Problem to solve: Print the listing below line for line, with every character unchanged and nothing left out.

Task data:

───

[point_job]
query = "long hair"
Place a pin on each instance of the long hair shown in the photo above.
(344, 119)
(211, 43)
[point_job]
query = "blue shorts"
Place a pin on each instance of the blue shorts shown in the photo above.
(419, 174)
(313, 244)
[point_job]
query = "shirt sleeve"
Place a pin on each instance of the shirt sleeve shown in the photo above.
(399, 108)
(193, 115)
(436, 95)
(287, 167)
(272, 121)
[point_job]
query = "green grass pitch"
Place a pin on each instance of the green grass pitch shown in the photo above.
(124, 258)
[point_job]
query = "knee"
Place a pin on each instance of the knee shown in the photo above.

───

Response to the task:
[point_job]
query = "long hair"
Place a pin on each instance of the long hair shown in the photo above.
(344, 119)
(211, 43)
[point_job]
query = "blue shorts"
Place a pin on each instance of the blue shorts shown in the photo above.
(419, 174)
(313, 244)
[point_job]
query = "shirt sleeve"
Place a pin on each instance of the shirt sleeve shown in the photo above.
(399, 108)
(193, 115)
(436, 95)
(287, 167)
(272, 121)
[point_job]
query = "green grass pitch"
Place a pin on each instance of the green grass pitch shown in the photo above.
(124, 258)
[point_job]
query = "knee"
Place a pin on each instance of the knee shown in the photo above.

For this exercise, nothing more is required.